▶ [EXTRAIT PRÉSENTÉ]:
L’énergie éolienne existe grâce à la circulation des masses d’air réchauffées par la lumière du jour. Les panneaux photovoltaïques profitent directement des photons du Soleil. L’hydroélectricité s’appuie sur le cycle de l’eau qui n’existe que par la transpiration des plantes et l’évaporation des océans sous l’action de la lumière. L’utilisation de la biomasse n’est évidemment possible que parce que les plantes qui la composent ont été convenablement éclairées… Et même les hydrocarbures fossiles ne sont jamais que de la biomasse fossilisée – de l’énergie solaire fossile en somme.
Bref, nous négligeons totalement l’énergie qui se trouve sous nos pieds. Pourtant, la géothermie ne manque pas d’avantages. La géothermie réside dans la valorisation de l’énergie thermique de la Terre. Energie issue des conditions dantesques qui régnaient sur Terre lors de sa formation. Elle est complètement renouvelable, à l’échelle de l’humanité.
A l’instar du chauffage solaire, les kilowattheures (kWh) que nous prélevons dans le sous-sol seraient, de toute façon, dissipés. La seule différence est que, en les prélevant de manière contrôlée, nous pouvons en faire un usage qui nous sera bénéfique.
Absorber les calories du sous-sol, c’est éviter d’utiliser électricité, charbon, et même gaz naturel, pour produire de la chaleur. Que l’on parle de la France dont la moitié des centrales nucléaires sont à l’arrêt ou du reste du monde qui tire la majorité de son électricité de sources carbonées, chaque kWh valorisé permet de limiter les émissions de gaz à effet de serre.
Les particuliers, propriétaires de maisons individuelles, connaissent bien le concept de géothermie de surface. A plus grande échelle, la géothermie profonde, qui consiste à forer sur plusieurs centaines de mètres pour atteindre les couches calorifères, permet d’obtenir des quantités industrielles de chaleur.

▶ [CONSIGNE 1]:
Dans l'extrait sur la géothermie, reprenez le texte en commençant par « A l’instar du » et en allant jusqu'à « effet de serre. », en substituant « terrain » à « sous-sol ».

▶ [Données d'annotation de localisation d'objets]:
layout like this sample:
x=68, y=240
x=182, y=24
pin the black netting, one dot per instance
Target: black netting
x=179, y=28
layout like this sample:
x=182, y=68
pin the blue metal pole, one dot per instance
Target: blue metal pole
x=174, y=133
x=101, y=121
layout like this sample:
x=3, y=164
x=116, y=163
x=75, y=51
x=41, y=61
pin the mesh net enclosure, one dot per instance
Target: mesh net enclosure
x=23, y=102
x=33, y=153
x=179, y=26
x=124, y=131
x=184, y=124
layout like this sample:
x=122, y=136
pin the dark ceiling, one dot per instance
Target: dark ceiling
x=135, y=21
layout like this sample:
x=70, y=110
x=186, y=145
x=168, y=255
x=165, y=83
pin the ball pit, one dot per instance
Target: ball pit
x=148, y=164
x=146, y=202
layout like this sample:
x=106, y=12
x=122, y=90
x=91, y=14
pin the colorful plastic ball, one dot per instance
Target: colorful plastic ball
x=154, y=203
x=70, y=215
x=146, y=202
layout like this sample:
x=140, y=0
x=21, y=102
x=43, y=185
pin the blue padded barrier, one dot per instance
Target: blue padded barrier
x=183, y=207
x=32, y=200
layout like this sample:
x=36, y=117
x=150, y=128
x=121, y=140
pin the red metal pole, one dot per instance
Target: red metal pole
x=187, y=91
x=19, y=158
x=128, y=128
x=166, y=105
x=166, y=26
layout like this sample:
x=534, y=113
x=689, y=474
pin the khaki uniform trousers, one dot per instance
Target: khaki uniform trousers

▶ [CONSIGNE 2]:
Réécrivez l'ensemble des lignes des enregistrements sous forme de liste numérotée, sans les lignes vides.

▶ [CORRIGÉ 1]:
A l’instar du chauffage solaire, les kilowattheures (kWh) que nous prélevons dans le terrain seraient, de toute façon, dissipés. La seule différence est que, en les prélevant de manière contrôlée, nous pouvons en faire un usage qui nous sera bénéfique.
Absorber les calories du terrain, c’est éviter d’utiliser électricité, charbon, et même gaz naturel, pour produire de la chaleur. Que l’on parle de la France dont la moitié des centrales nucléaires sont à l’arrêt ou du reste du monde qui tire la majorité de son électricité de sources carbonées, chaque kWh valorisé permet de limiter les émissions de gaz à effet de serre.

▶ [CORRIGÉ 2]:
1. layout like this sample:
2. x=68, y=240
3. x=182, y=24
4. pin the black netting, one dot per instance
5. Target: black netting
6. x=179, y=28
7. layout like this sample:
8. x=182, y=68
9. pin the blue metal pole, one dot per instance
10. Target: blue metal pole
11. x=174, y=133
12. x=101, y=121
13. layout like this sample:
14. x=3, y=164
15. x=116, y=163
16. x=75, y=51
17. x=41, y=61
18. pin the mesh net enclosure, one dot per instance
19. Target: mesh net enclosure
20. x=23, y=102
21. x=33, y=153
22. x=179, y=26
23. x=124, y=131
24. x=184, y=124
25. layout like this sample:
26. x=122, y=136
27. pin the dark ceiling, one dot per instance
28. Target: dark ceiling
29. x=135, y=21
30. layout like this sample:
31. x=70, y=110
32. x=186, y=145
33. x=168, y=255
34. x=165, y=83
35. pin the ball pit, one dot per instance
36. Target: ball pit
37. x=148, y=164
38. x=146, y=202
39. layout like this sample:
40. x=106, y=12
41. x=122, y=90
42. x=91, y=14
43. pin the colorful plastic ball, one dot per instance
44. Target: colorful plastic ball
45. x=154, y=203
46. x=70, y=215
47. x=146, y=202
48. layout like this sample:
49. x=140, y=0
50. x=21, y=102
51. x=43, y=185
52. pin the blue padded barrier, one dot per instance
53. Target: blue padded barrier
54. x=183, y=207
55. x=32, y=200
56. layout like this sample:
57. x=36, y=117
58. x=150, y=128
59. x=121, y=140
60. pin the red metal pole, one dot per instance
61. Target: red metal pole
62. x=187, y=91
63. x=19, y=158
64. x=128, y=128
65. x=166, y=105
66. x=166, y=26
67. layout like this sample:
68. x=534, y=113
69. x=689, y=474
70. pin the khaki uniform trousers, one dot per instance
71. Target: khaki uniform trousers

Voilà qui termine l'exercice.